§ Your instructions: For each line of the data below that holds "green", copy the line.

§ Supplied records:
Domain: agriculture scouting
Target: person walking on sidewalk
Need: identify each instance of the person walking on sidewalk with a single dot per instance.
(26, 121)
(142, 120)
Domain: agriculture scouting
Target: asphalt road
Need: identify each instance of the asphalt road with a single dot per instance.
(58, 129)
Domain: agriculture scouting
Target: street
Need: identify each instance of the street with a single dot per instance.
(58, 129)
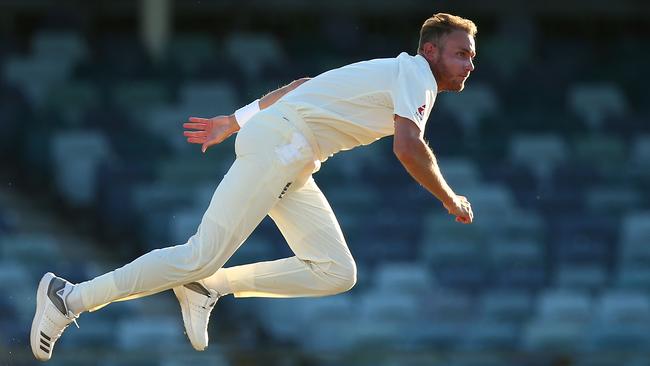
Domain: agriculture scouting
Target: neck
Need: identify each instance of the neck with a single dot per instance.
(436, 75)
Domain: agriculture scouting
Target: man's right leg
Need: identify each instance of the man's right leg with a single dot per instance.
(245, 195)
(240, 202)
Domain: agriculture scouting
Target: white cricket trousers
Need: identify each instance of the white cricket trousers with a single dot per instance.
(271, 175)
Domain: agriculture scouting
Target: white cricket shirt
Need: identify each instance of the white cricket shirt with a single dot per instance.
(355, 104)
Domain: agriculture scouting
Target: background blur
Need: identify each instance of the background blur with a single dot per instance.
(550, 141)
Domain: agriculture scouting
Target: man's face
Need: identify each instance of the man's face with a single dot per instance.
(452, 60)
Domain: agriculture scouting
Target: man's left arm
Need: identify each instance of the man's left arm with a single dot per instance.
(211, 131)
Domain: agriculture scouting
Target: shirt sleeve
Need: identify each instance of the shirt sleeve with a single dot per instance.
(410, 94)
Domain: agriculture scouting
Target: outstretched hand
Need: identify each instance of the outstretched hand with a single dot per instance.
(209, 131)
(461, 208)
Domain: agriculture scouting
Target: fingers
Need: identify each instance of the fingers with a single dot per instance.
(195, 126)
(195, 134)
(199, 120)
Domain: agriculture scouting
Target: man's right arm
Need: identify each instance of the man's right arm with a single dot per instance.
(420, 162)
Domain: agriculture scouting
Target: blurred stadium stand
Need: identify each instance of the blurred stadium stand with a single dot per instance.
(550, 142)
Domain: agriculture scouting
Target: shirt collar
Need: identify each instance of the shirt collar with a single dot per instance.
(424, 67)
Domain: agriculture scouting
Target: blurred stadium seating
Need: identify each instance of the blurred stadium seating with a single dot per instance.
(550, 142)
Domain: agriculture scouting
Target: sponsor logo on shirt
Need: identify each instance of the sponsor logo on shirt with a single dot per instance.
(421, 111)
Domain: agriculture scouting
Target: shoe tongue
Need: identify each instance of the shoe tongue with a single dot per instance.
(197, 287)
(55, 292)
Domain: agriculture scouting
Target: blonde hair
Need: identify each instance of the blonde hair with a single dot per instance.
(441, 24)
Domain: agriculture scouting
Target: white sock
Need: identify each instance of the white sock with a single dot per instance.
(74, 301)
(218, 282)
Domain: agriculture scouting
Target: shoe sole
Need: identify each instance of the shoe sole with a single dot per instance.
(186, 321)
(34, 337)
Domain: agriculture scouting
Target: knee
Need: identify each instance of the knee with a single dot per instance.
(343, 277)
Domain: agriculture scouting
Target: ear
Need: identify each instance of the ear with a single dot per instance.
(430, 51)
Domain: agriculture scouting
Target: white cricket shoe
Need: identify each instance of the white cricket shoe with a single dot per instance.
(197, 301)
(52, 315)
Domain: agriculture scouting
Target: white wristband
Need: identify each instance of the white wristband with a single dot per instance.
(243, 114)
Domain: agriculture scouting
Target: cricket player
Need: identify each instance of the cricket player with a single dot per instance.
(282, 139)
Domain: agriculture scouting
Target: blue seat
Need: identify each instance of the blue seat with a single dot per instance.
(402, 277)
(572, 306)
(506, 305)
(541, 152)
(76, 157)
(595, 102)
(581, 277)
(491, 335)
(556, 336)
(149, 332)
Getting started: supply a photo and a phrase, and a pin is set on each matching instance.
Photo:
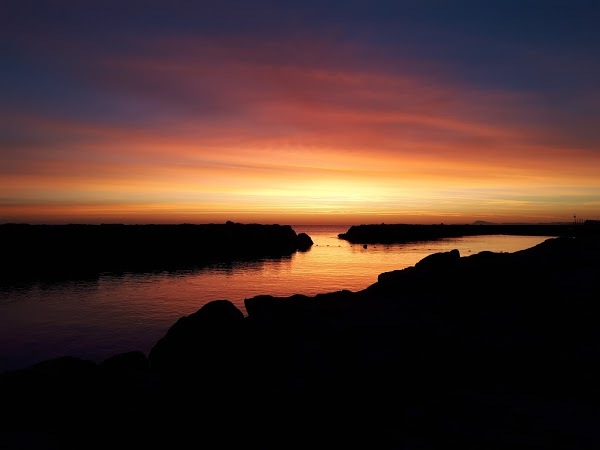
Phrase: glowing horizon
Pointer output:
(195, 128)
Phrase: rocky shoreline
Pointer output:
(33, 252)
(491, 350)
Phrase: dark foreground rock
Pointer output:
(33, 252)
(489, 351)
(400, 233)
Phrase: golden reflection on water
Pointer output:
(98, 318)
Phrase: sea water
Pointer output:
(111, 314)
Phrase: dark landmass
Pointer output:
(31, 252)
(399, 233)
(488, 351)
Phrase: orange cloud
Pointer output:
(245, 134)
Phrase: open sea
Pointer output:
(98, 318)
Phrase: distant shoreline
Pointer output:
(396, 233)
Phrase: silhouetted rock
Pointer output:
(304, 241)
(84, 251)
(492, 350)
(391, 233)
(205, 344)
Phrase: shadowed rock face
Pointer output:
(73, 251)
(390, 233)
(493, 350)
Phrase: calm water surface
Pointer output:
(98, 318)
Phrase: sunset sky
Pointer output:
(299, 112)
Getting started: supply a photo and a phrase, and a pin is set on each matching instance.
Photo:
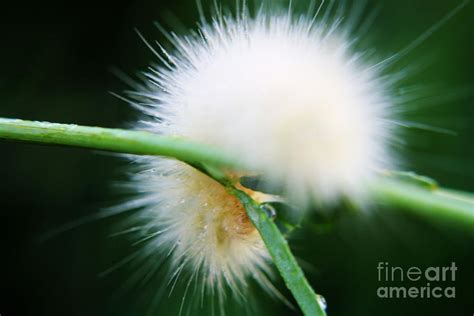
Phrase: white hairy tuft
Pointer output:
(289, 98)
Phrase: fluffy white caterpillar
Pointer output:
(287, 96)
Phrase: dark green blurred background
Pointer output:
(55, 62)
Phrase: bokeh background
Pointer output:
(57, 63)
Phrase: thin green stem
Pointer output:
(280, 251)
(437, 203)
(115, 140)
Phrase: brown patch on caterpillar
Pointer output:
(221, 211)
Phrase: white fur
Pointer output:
(290, 99)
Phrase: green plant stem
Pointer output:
(280, 251)
(115, 140)
(438, 204)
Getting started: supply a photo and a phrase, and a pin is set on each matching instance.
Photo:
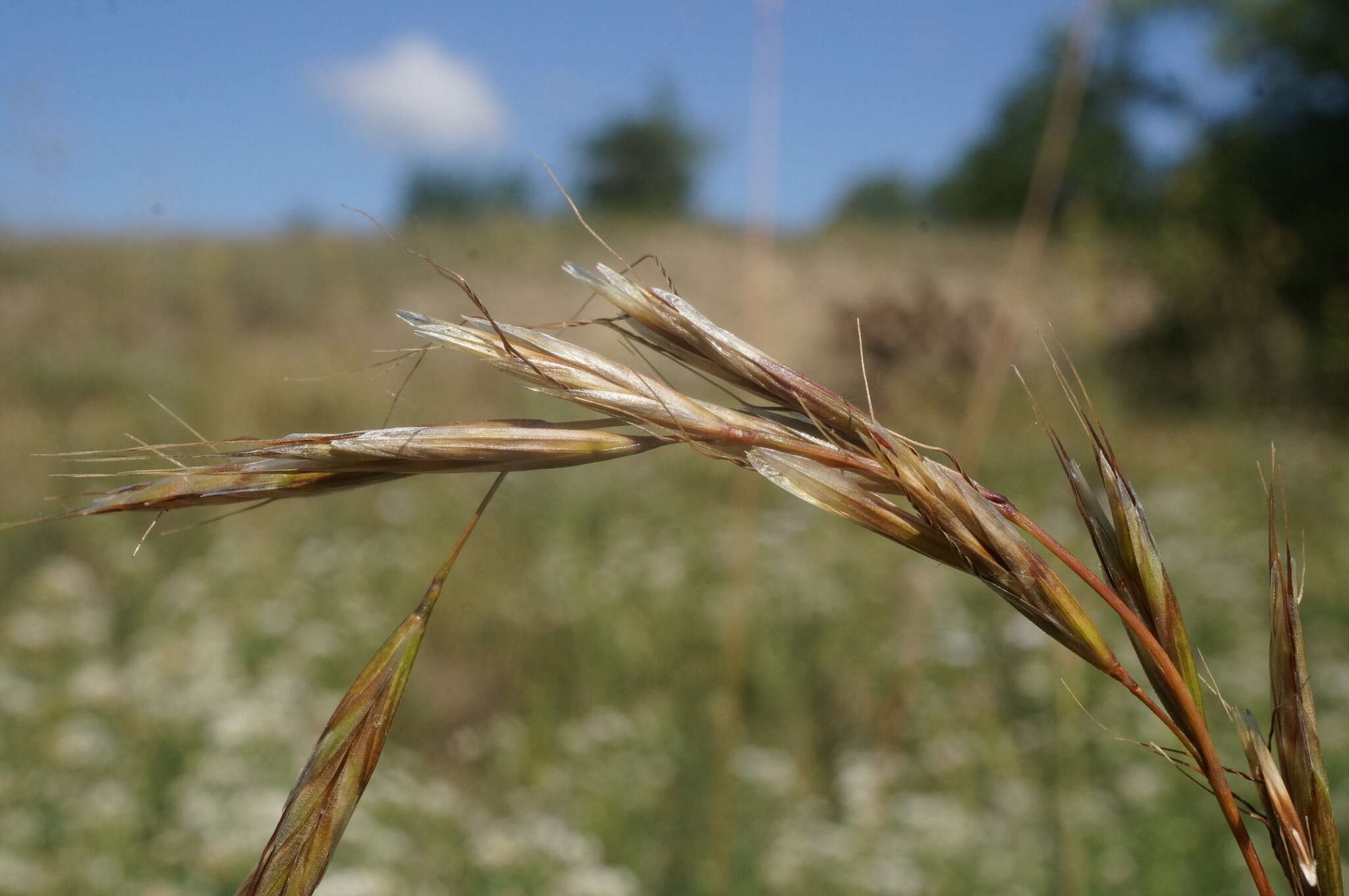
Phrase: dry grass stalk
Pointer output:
(343, 760)
(314, 464)
(830, 453)
(1304, 770)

§ Answer section:
Phrase: dark green blurred background
Phrase: thin green stem
Phrase: green plant stem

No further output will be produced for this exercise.